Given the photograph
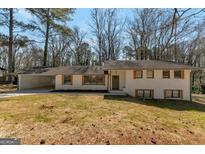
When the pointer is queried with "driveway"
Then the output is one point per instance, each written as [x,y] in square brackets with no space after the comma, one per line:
[23,93]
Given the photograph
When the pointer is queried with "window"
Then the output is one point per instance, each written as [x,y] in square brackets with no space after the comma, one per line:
[178,74]
[144,93]
[173,93]
[166,74]
[150,74]
[67,80]
[138,74]
[94,80]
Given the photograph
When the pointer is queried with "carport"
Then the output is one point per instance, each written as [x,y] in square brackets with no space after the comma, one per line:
[27,81]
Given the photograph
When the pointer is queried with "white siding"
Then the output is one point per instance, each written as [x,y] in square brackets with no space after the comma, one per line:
[77,84]
[158,84]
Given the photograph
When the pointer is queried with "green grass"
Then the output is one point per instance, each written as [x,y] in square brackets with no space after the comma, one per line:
[64,119]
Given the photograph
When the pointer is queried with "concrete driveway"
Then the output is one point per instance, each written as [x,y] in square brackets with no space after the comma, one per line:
[23,93]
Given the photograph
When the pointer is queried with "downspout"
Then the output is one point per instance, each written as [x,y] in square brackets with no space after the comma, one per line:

......

*Set task*
Write out the full set of lines verbatim, without the pictures.

*Result below*
Given the photograph
When the pointer is queried with "driveway"
Then the output is one point per instance, each written as [x,y] in square brackets with no space after the comma, one per line:
[23,93]
Given the photograph
When the pointer is queried with "window"
Then the output is one point per instance, each written as [x,y] in square brackets with no space after the comma, one per line:
[178,74]
[144,93]
[173,93]
[166,74]
[150,74]
[67,80]
[138,74]
[94,80]
Given the photograph
When the pointer is queried with "carport"
Then the output is one point per instance, each written as [x,y] in square brackets with no space after the comma, one per line:
[27,81]
Given the photograph
When the pointer is queried with "white siding"
Then the output is one point per instance, each written as [x,y] in square brackets with no space after the comma, one per line:
[77,84]
[158,84]
Given the photograph
When the pointer is queried with "green grass"
Then the output is one point per instance, each written as [x,y] in square brackets with no space after the comma, one per line:
[64,119]
Given the photograph
When the pointer is queried with "concrete driveway"
Then the output is one point per instance, each written as [x,y] in square brackets with no space after the comma, one per line:
[23,93]
Given the photograph
When the pointer is queried with "downspout"
Then the output is one point per instance, each written as [x,y] in square brackets with no space after the comma, one per line:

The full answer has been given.